*** Opening RECORDS ***

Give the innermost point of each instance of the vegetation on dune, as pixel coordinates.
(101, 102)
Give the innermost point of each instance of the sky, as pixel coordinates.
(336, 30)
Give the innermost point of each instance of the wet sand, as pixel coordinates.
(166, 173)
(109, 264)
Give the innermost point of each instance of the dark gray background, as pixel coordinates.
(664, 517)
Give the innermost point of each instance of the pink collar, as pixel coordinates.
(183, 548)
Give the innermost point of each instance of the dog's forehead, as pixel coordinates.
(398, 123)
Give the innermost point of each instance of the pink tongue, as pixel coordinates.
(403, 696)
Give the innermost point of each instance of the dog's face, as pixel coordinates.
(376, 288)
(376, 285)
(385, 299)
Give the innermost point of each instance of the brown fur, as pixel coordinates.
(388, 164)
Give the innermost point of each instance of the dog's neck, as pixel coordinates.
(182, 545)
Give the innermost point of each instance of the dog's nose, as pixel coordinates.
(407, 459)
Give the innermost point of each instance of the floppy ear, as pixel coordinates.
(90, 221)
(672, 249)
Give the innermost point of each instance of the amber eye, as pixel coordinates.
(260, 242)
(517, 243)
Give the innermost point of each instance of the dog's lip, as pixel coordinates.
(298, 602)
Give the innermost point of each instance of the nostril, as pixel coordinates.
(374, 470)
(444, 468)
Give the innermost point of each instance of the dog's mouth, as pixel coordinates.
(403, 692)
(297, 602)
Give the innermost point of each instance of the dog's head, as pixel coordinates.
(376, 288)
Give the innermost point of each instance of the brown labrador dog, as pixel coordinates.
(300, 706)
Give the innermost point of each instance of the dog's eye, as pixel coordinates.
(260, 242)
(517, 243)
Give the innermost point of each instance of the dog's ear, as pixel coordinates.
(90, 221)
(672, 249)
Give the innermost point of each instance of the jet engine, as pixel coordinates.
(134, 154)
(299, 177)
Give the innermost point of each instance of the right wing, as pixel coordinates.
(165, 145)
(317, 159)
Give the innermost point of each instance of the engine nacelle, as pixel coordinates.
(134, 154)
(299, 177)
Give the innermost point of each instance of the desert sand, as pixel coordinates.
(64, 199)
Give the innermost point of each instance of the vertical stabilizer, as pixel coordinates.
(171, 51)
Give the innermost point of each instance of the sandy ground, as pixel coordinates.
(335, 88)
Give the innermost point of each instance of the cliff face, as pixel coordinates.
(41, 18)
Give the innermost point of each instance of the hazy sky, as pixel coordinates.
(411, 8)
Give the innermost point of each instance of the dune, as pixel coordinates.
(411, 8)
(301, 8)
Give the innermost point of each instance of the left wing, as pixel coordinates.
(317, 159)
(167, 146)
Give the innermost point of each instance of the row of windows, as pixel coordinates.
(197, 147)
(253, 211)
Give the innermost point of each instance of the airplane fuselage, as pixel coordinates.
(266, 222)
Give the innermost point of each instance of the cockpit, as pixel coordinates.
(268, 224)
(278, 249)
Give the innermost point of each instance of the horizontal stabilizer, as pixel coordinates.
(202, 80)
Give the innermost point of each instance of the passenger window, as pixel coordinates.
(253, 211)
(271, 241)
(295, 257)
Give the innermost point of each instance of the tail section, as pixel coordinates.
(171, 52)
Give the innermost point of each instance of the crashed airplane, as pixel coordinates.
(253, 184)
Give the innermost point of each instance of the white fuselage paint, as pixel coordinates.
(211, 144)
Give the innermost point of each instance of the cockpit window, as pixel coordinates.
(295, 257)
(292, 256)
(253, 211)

*** Closing RECORDS ***

* **ASSIGNED TASK**
Beginning with the line that holds "Give the innermost point of each instance of the right", restate word for word every line down to the end of the data, and only those lines.

* **RESPONSE TO THIS TASK**
Give the innermost point of each instance of the right wing, as pixel coordinates.
(165, 145)
(317, 159)
Give the innermost point of each instance of the engine nacelle, as pixel coordinates.
(134, 154)
(299, 177)
Give the innermost point of each instance of the desert sand, as pixel coordinates.
(64, 199)
Give the innermost point of each instance of the vertical stabilizer, as pixel coordinates.
(171, 51)
Give the innermost point of each instance of the sandy ground, as pixel coordinates.
(335, 88)
Give the innermost point of each instance of the cliff face, as pixel coordinates.
(41, 18)
Give the innermost point of each instance of the hazy sky, as pixel coordinates.
(411, 8)
Give the innermost point of each instance of the dune, as pixel coordinates.
(411, 8)
(301, 8)
Give the innermost point of each instance of the left wing, as pixel coordinates.
(317, 159)
(167, 146)
Give the innermost point of each instance of the row of windows, as pixel coordinates.
(197, 147)
(253, 211)
Give the innermost point of each instance of the airplane fuselage, as pixel coordinates.
(266, 222)
Give the innermost point of each instance of the cockpit, as pixel coordinates.
(268, 224)
(278, 249)
Give the innermost point of each instance of the horizontal stabilizer, as pixel coordinates.
(202, 80)
Give the innermost point of each instance of the passenger window, as pixel coordinates.
(253, 211)
(271, 241)
(295, 257)
Give the innermost point of each instance of the tail section, as pixel coordinates.
(171, 52)
Give the innermost point of each instance of the crashed airplane, as pixel coordinates.
(253, 184)
Give the innermost point of each instance of the white fuselage paint, as pixel coordinates.
(211, 144)
Give the innermost point of each instance of the cockpit window, as pixel coordinates.
(295, 257)
(292, 256)
(253, 211)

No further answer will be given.